begin INPUT DATA

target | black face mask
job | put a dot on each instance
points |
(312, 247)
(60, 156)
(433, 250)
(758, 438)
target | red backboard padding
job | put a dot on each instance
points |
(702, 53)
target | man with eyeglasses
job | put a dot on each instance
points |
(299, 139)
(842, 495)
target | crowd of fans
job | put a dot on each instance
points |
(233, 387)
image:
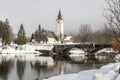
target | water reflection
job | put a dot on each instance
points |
(31, 67)
(21, 65)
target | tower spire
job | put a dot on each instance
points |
(59, 15)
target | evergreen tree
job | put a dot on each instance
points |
(5, 32)
(21, 38)
(32, 37)
(39, 29)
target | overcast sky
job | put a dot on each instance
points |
(31, 13)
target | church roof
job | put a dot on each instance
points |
(50, 34)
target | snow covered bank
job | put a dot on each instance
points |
(27, 49)
(108, 72)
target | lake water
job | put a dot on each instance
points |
(30, 67)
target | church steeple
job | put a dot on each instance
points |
(59, 15)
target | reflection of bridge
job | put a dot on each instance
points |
(90, 48)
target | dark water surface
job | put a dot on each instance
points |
(31, 67)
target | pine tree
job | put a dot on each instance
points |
(32, 37)
(6, 32)
(39, 29)
(21, 38)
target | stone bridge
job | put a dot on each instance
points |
(90, 48)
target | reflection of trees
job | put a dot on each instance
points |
(5, 67)
(37, 66)
(21, 65)
(41, 68)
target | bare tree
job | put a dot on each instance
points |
(85, 33)
(112, 15)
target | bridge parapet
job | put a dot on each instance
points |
(90, 48)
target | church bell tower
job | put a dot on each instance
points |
(60, 27)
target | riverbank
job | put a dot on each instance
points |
(107, 72)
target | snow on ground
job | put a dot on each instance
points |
(28, 48)
(108, 72)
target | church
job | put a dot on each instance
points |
(50, 37)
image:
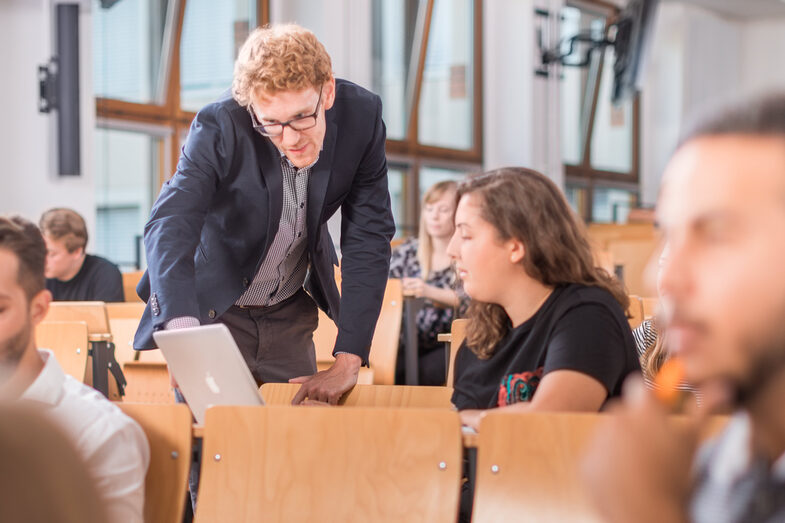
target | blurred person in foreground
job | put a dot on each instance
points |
(722, 212)
(71, 273)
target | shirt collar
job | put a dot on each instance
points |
(285, 158)
(48, 385)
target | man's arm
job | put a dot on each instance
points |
(107, 283)
(367, 227)
(173, 231)
(119, 465)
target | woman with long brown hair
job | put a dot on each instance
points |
(426, 271)
(547, 329)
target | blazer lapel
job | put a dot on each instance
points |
(272, 177)
(319, 180)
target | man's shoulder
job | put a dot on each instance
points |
(350, 96)
(91, 418)
(100, 263)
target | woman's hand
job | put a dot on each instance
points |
(414, 287)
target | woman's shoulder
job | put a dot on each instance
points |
(407, 245)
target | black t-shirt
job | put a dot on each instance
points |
(578, 328)
(97, 280)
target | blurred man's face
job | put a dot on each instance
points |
(60, 263)
(15, 323)
(722, 211)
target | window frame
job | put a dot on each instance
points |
(168, 114)
(408, 153)
(584, 174)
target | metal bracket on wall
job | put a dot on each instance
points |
(47, 86)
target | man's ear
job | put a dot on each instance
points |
(517, 250)
(39, 306)
(328, 95)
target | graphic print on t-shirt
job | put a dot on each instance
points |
(519, 387)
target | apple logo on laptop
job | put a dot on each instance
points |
(212, 384)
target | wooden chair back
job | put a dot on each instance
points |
(148, 382)
(630, 246)
(93, 313)
(330, 465)
(635, 312)
(650, 306)
(168, 430)
(370, 396)
(386, 337)
(527, 466)
(124, 319)
(130, 281)
(457, 335)
(384, 347)
(69, 343)
(604, 260)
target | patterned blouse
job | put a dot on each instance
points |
(431, 320)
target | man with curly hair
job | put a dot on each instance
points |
(239, 234)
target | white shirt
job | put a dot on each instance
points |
(728, 482)
(113, 445)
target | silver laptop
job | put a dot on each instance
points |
(208, 367)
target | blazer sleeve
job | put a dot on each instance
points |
(366, 230)
(173, 232)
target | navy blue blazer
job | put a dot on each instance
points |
(215, 219)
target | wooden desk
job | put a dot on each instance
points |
(470, 439)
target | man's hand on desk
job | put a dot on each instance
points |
(329, 385)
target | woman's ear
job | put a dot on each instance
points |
(39, 306)
(516, 250)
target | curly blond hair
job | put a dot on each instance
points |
(278, 58)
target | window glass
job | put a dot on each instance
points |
(611, 140)
(432, 175)
(611, 205)
(127, 170)
(446, 99)
(127, 50)
(213, 33)
(395, 177)
(577, 83)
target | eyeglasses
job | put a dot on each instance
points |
(301, 123)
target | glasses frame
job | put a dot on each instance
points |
(260, 127)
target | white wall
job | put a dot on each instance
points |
(28, 184)
(521, 113)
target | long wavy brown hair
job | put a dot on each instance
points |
(525, 205)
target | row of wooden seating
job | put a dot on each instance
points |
(629, 248)
(366, 464)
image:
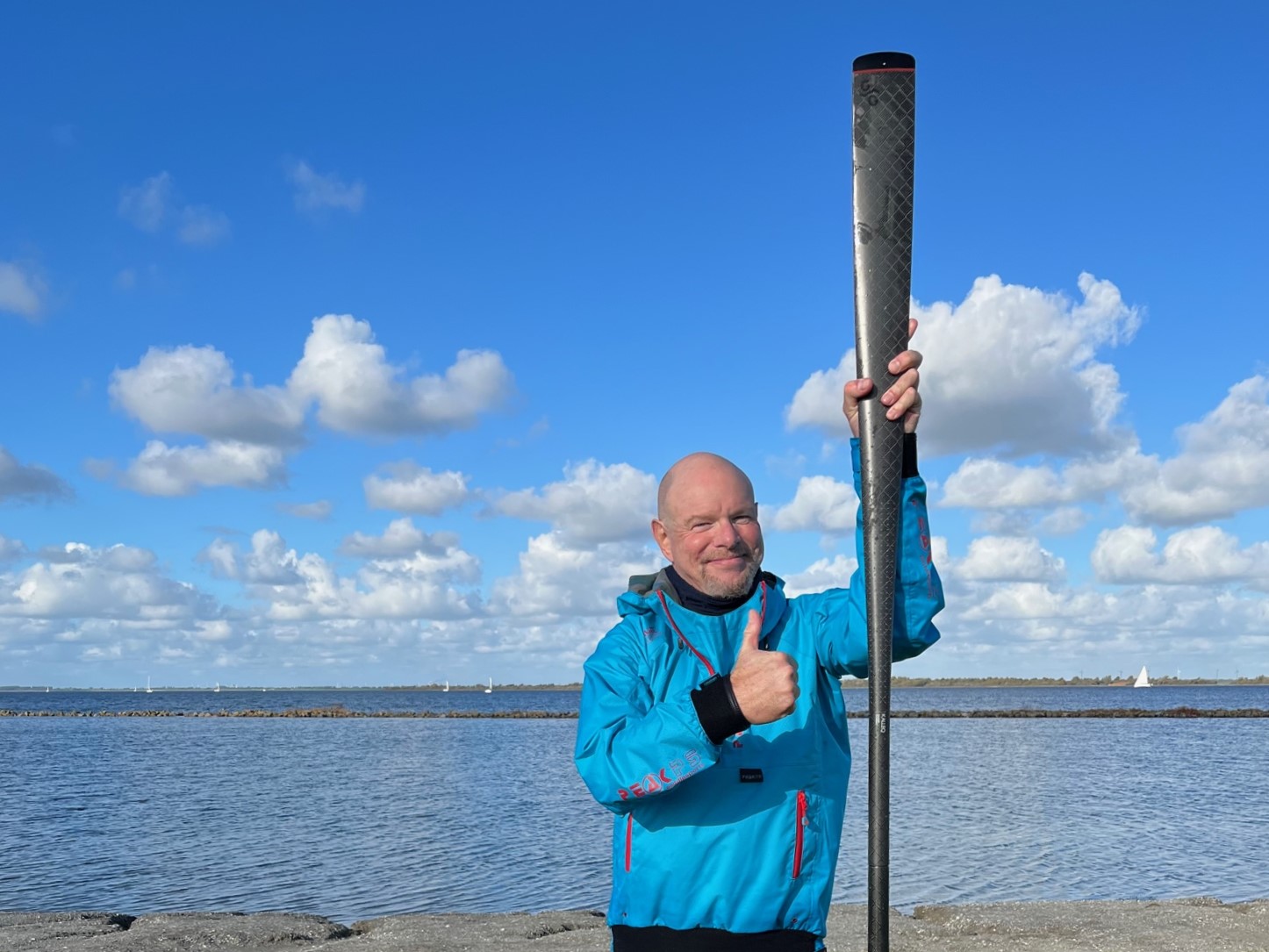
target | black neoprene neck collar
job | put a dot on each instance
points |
(696, 600)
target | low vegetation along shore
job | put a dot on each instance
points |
(1106, 681)
(338, 711)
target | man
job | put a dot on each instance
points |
(712, 721)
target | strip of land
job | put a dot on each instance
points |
(1178, 926)
(1018, 712)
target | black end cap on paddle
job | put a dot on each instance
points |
(868, 62)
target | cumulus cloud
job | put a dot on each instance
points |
(1198, 556)
(824, 574)
(155, 204)
(22, 291)
(400, 540)
(821, 505)
(358, 391)
(1217, 472)
(192, 390)
(162, 469)
(594, 503)
(315, 190)
(1004, 360)
(409, 488)
(319, 511)
(298, 588)
(118, 583)
(1009, 559)
(1221, 466)
(29, 483)
(11, 550)
(201, 225)
(147, 206)
(558, 580)
(995, 483)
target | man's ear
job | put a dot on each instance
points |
(662, 536)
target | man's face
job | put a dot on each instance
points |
(710, 529)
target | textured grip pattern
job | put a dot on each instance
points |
(885, 110)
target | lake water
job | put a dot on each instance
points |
(355, 818)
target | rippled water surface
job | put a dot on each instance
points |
(362, 818)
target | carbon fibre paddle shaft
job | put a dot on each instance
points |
(884, 112)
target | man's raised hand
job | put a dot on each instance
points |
(763, 682)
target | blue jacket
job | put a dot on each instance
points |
(740, 835)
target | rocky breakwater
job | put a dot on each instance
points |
(1179, 926)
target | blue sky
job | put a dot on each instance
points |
(346, 344)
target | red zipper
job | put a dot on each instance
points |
(797, 835)
(670, 619)
(683, 637)
(629, 837)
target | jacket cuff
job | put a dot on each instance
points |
(719, 710)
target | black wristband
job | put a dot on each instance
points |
(719, 710)
(910, 455)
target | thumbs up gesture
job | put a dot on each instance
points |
(763, 682)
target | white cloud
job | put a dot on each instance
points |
(190, 390)
(147, 206)
(155, 202)
(298, 588)
(315, 190)
(560, 580)
(415, 489)
(1217, 474)
(1221, 469)
(400, 540)
(825, 574)
(161, 469)
(1001, 361)
(204, 226)
(193, 390)
(29, 483)
(821, 505)
(22, 291)
(11, 550)
(358, 391)
(594, 503)
(1007, 559)
(1198, 556)
(118, 583)
(319, 511)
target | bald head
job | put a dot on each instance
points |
(707, 525)
(693, 471)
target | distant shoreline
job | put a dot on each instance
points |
(848, 684)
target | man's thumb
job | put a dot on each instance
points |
(753, 628)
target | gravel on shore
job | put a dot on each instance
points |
(1177, 926)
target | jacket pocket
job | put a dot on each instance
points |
(799, 833)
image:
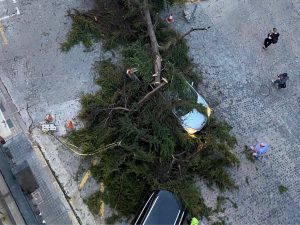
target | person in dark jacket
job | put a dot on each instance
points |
(281, 80)
(271, 39)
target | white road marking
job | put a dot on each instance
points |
(7, 17)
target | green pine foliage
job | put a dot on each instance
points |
(155, 151)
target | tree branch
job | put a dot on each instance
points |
(153, 41)
(176, 41)
(147, 96)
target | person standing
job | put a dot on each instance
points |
(259, 149)
(271, 39)
(281, 80)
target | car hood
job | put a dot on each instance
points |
(193, 119)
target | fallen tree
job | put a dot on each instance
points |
(155, 151)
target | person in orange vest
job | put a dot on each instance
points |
(194, 221)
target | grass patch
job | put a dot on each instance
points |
(93, 203)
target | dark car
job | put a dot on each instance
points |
(162, 207)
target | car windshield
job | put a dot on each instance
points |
(189, 96)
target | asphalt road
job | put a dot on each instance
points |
(237, 78)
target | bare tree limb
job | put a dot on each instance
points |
(147, 96)
(153, 41)
(177, 40)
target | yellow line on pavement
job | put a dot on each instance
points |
(102, 206)
(4, 38)
(84, 179)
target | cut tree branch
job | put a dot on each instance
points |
(147, 96)
(153, 41)
(177, 40)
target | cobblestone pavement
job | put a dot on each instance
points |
(237, 74)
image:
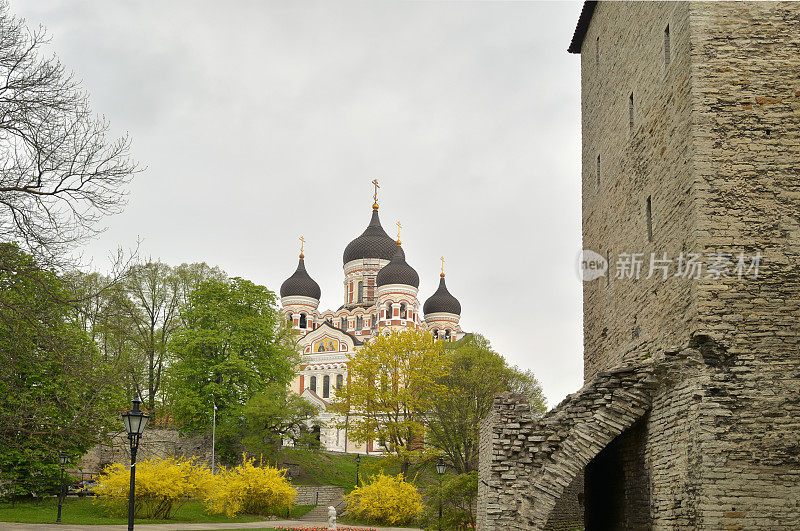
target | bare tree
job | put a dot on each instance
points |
(59, 173)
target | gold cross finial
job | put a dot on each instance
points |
(375, 195)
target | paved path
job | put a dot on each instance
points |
(10, 526)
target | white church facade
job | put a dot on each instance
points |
(380, 295)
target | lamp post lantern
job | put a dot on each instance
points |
(62, 461)
(358, 463)
(135, 422)
(440, 468)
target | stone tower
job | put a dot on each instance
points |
(690, 412)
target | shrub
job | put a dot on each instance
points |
(250, 489)
(458, 496)
(162, 485)
(385, 500)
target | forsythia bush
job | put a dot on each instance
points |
(250, 489)
(385, 500)
(162, 485)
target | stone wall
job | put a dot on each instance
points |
(154, 442)
(715, 145)
(623, 54)
(527, 466)
(567, 514)
(746, 111)
(318, 494)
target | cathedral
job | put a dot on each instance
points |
(380, 295)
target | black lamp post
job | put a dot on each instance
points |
(62, 461)
(440, 468)
(135, 422)
(358, 463)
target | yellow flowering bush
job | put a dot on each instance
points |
(385, 500)
(162, 485)
(251, 489)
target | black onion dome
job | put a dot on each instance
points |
(300, 284)
(442, 301)
(373, 243)
(397, 271)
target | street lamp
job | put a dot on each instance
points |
(135, 422)
(440, 468)
(62, 460)
(358, 462)
(213, 439)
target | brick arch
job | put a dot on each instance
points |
(526, 464)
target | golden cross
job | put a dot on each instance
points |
(375, 183)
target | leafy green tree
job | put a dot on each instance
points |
(233, 345)
(458, 496)
(476, 375)
(57, 392)
(272, 416)
(393, 384)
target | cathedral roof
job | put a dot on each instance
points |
(397, 271)
(373, 243)
(300, 283)
(442, 301)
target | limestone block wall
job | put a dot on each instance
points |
(645, 151)
(746, 107)
(318, 494)
(526, 465)
(154, 442)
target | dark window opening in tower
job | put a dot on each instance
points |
(598, 171)
(597, 51)
(630, 112)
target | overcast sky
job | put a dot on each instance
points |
(261, 121)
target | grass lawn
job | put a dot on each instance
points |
(81, 511)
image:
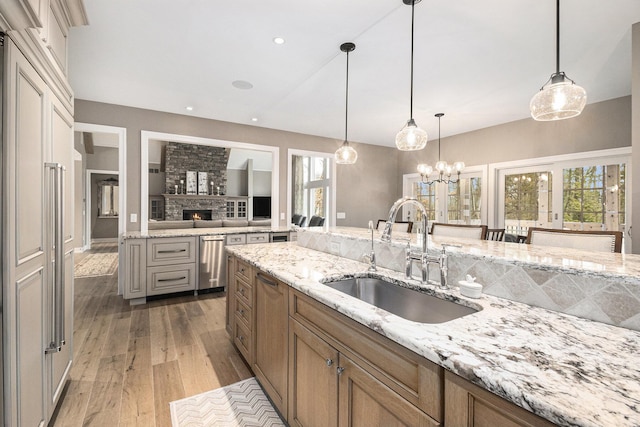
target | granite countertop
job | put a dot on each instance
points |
(612, 265)
(571, 371)
(217, 231)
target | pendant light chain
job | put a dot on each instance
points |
(346, 102)
(413, 6)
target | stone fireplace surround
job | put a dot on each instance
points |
(180, 158)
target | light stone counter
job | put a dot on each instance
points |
(571, 371)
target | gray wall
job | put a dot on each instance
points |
(600, 126)
(366, 190)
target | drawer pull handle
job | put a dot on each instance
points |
(172, 280)
(266, 281)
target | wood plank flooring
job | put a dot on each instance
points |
(130, 362)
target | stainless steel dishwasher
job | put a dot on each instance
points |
(213, 263)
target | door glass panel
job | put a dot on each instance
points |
(464, 201)
(527, 201)
(594, 197)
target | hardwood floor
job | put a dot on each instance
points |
(130, 362)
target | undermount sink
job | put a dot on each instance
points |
(403, 302)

end INPUT DATA

▶ _REQUIREMENTS_: Return, word for word, every line from the line with "target | gray wall" to the final line of the data.

▶ _FULL RESPONSE_:
target | gray wall
job | put a dot on each instance
points |
(600, 126)
(366, 190)
target | drawer pull handle
job | put a dot on each instance
points |
(172, 280)
(266, 281)
target | wood plank flooring
job | put a dot on each instance
points |
(130, 362)
target | stainless steel dishwasher
job | put a dot on each instance
points |
(213, 263)
target | door glass panel
job | put a dot on each instance
points |
(464, 201)
(527, 201)
(594, 197)
target | hardwood floor
job | put a dot on each instance
points |
(130, 362)
target | undermount sink
job | put a dot on each instance
points |
(403, 302)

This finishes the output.